Dataset excerpts:
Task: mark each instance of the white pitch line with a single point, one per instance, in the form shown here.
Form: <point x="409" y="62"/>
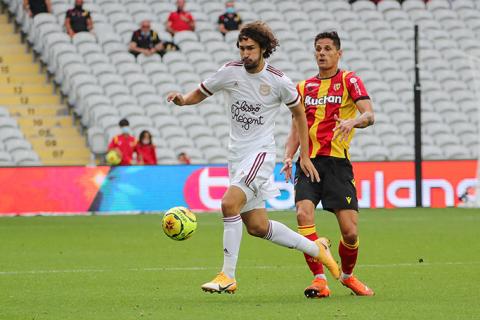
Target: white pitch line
<point x="392" y="265"/>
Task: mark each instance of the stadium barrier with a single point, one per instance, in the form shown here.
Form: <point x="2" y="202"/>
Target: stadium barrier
<point x="137" y="189"/>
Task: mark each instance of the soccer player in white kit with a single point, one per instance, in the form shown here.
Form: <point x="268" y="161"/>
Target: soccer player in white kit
<point x="255" y="92"/>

Task statement: Copy out each line of the data that holds the string "here".

Response to this task:
Task: mark each instance of the white pitch line with a single point, one per instance, in the form shown here.
Task: mark each instance of the stadium barrier with a single point, one per instance, in the form shown here.
Task: mark each instance of the soccer player in white kit with a single point, one per instance, in the form shown here.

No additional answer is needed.